=== Tasks ===
(1) Do these statements agree with the aggs_for_vecs text? Answer yes or no for each, and quote the deciding words of the text exactly. (a) On Postgres 12, `vec_trim_scale` relies on the built-in `trim_scale` function. (b) `vec_without_outliers` accepts a plain `NULL` in place of the min or max array to mean no bounds. (c) The tests are run with `make installcheck` after the extension has been installed.
(2) Which functions does the aggs_for_vecs text list as still left to implement? Name every one.

[BEGIN Quoted text]

Return an array with the same elements as the given array, execept all `NULL` elements are replaced
by the given second argument.

#### `vec_trim_scale(NUMERIC[]) RETURNS NUMERIC[]`

Trims trailing zeros from `NUMERIC` elements, for example on the results of a `vec_to_mean()` operation.
In Postgres 13 or later the built-in [`trim_scale` function](https://www.postgresql.org/docs/13/functions-math.html)
will be applied to each array element, which adjusts the scale of each numeric such that trailing zeros are
dropped. For Postgres 12 or older a polyfill implementation of that function is used.

#### `vec_without_outliers(ANYARRAY, ANYARRAY, ANYARRAY) RETURNS ANYARRAY`

Useful to trim down the inputs to the other functions here.
You pass it three arrays all of the same length and type.
The first array has the actual values.
The second array gives the minimum amount allowed in each position;
the third array, the maximum.
The function returns an array where each element is either the input value
(if within the min/max)
or `NULL` (if an outlier).
You can include `NULL`s in the min/max arrays to indicate an unbounded limit there,
or pass a simple `NULL` for either to indicate no bounds at all.


Testing
-------

These tests follow the [PGXS and `pg_regress` framework](https://www.postgresql.org/docs/current/extend-pgxs.html) used for Postgres extensions, including Postgres's own contrib package. To run the tests, first install the extension somewhere then say `make installcheck`. You can use standard libpq envvars to control the database connection, e.g. `PGPORT=5436 make installcheck`.


Limitations/TODO
----------------

- Lots of functions are still left to implement:

  - `vec_to_min_max`
  - `vec_to_median`
  - `vec_to_mode`
  - `vec_to_percentile`
  - `vec_to_percentiles`
  - `vec_to_skewness`
  - `vec_to_kurtosis`


Author
------

Paul A. Jungwirth


Benchmarks
----------

You can get the same behavior as this extension by using `UNNEST` to break up the input arrays,
and then `array_agg` to put the results back together.
But these benchmarks show that `aggs_for_vecs` functions are 9-10 times faster:

| function          |      SQL      | `aggs_for_vecs` |
|:------------------|--------------:|----------------:|
| `vec_to_min`      |    14150.7 ms |      1468.14 ms |
| `vec_to_max`      |    14062.4 ms |      1549.66 ms |
| `vec_to_mean`     |    14341.5 ms |      1586.62 ms |
| `vec_to_var_samp` |    14196.7 ms |      1578.92 ms |

[END Quoted text]
[BEGIN Items]

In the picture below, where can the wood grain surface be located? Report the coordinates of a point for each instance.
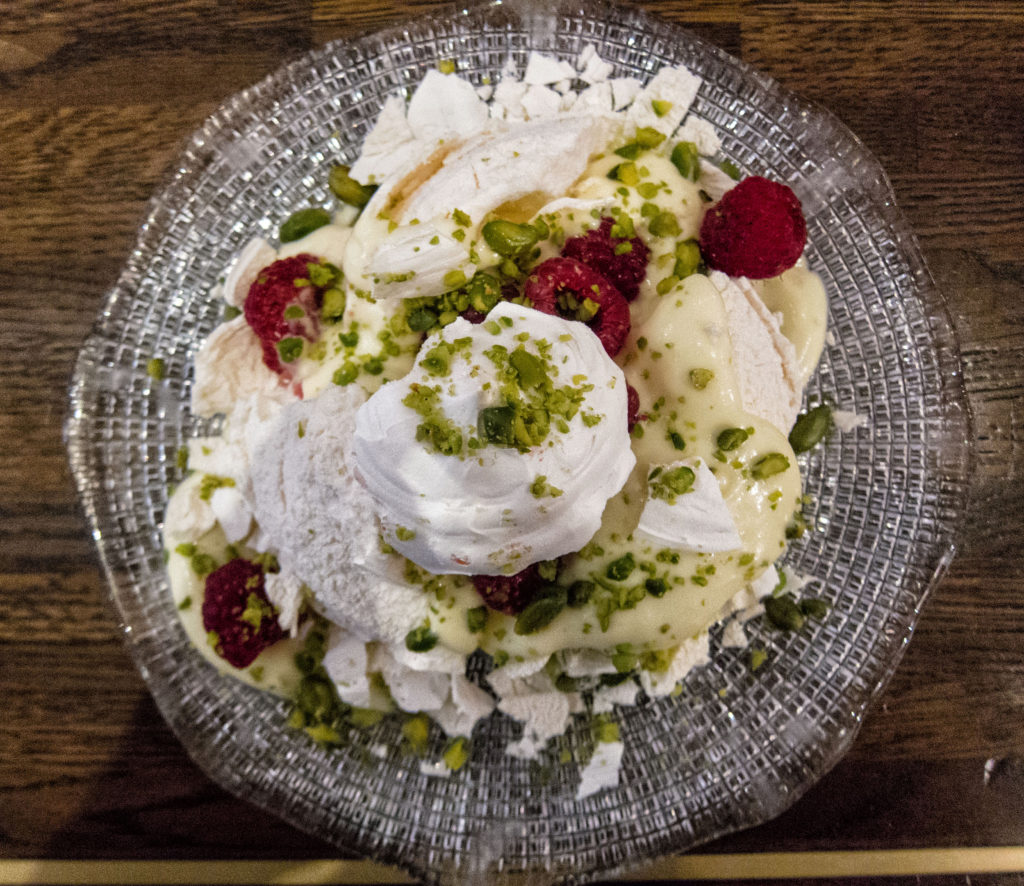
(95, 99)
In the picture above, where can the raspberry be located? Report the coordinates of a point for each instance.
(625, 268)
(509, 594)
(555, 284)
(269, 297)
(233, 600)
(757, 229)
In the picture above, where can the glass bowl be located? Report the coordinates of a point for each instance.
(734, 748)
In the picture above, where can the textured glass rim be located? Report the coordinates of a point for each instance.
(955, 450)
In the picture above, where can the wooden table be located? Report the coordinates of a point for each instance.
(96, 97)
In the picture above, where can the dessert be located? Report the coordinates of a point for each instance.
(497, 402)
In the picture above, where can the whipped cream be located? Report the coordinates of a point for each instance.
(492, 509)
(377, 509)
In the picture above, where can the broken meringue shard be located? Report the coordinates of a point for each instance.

[END Items]
[BEGIN Items]

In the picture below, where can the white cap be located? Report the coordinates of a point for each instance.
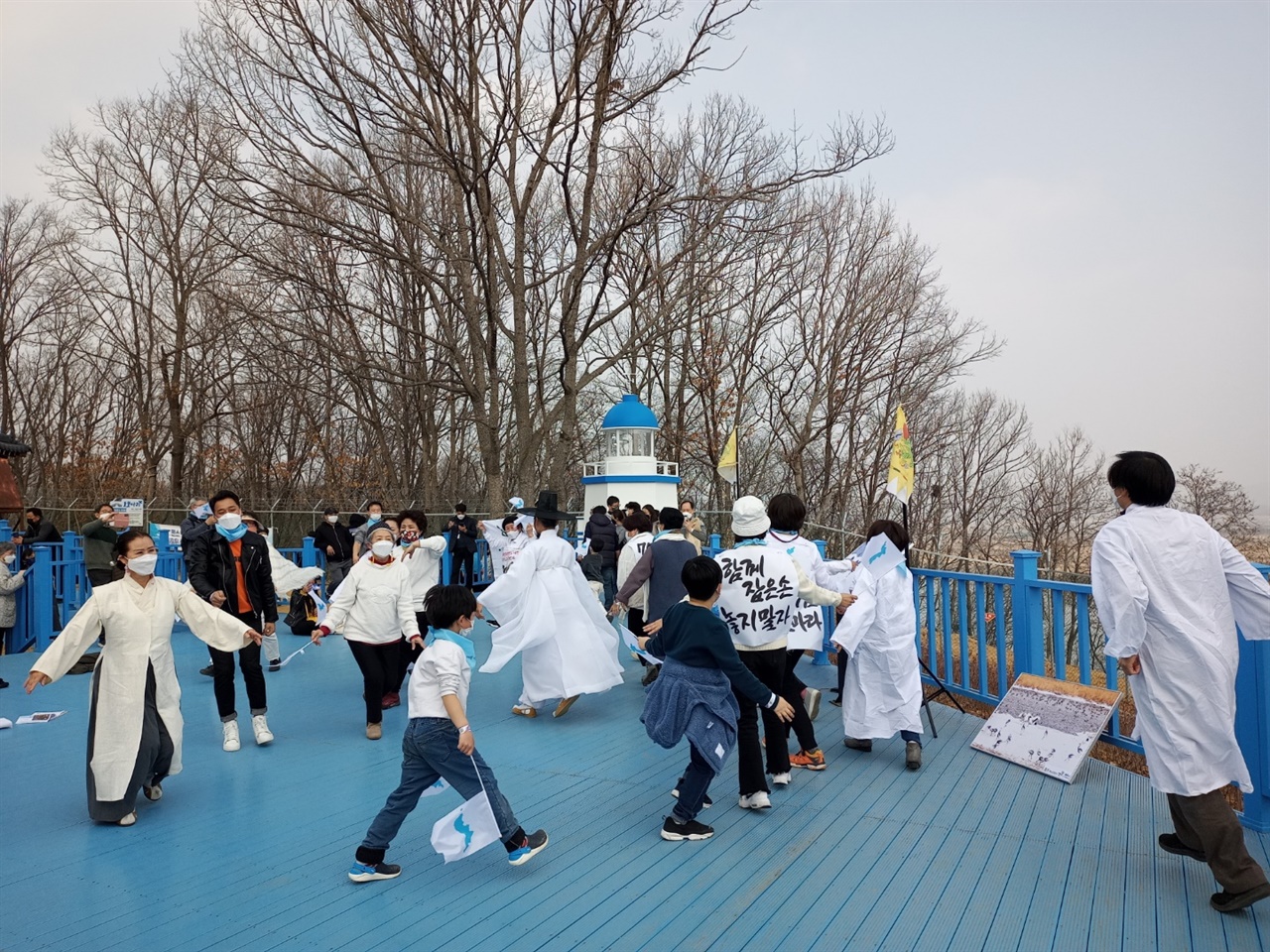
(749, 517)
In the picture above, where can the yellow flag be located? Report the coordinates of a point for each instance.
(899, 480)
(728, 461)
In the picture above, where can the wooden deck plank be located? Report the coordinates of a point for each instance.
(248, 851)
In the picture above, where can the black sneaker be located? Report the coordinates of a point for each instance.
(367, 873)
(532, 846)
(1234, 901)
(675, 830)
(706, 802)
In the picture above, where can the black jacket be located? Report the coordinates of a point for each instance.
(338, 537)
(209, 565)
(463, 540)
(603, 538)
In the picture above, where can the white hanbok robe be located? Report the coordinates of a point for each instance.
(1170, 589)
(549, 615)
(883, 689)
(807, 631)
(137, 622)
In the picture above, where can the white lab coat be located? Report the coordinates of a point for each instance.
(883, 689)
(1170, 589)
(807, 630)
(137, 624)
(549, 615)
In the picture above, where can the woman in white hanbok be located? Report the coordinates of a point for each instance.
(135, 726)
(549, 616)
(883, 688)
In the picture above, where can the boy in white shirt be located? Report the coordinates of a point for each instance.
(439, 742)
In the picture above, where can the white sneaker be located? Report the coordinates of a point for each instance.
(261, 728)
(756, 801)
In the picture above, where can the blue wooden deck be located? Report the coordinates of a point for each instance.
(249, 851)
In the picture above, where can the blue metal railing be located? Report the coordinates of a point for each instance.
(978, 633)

[END Items]

=== Full answers ===
(1)
(a) No: "For Postgres 12 or older a polyfill implementation of that function is used."
(b) Yes: "or pass a simple `NULL` for either to indicate no bounds at all."
(c) Yes: "first install the extension somewhere then say `make installcheck`"

(2)
- `vec_to_min_max`
- `vec_to_median`
- `vec_to_mode`
- `vec_to_percentile`
- `vec_to_percentiles`
- `vec_to_skewness`
- `vec_to_kurtosis`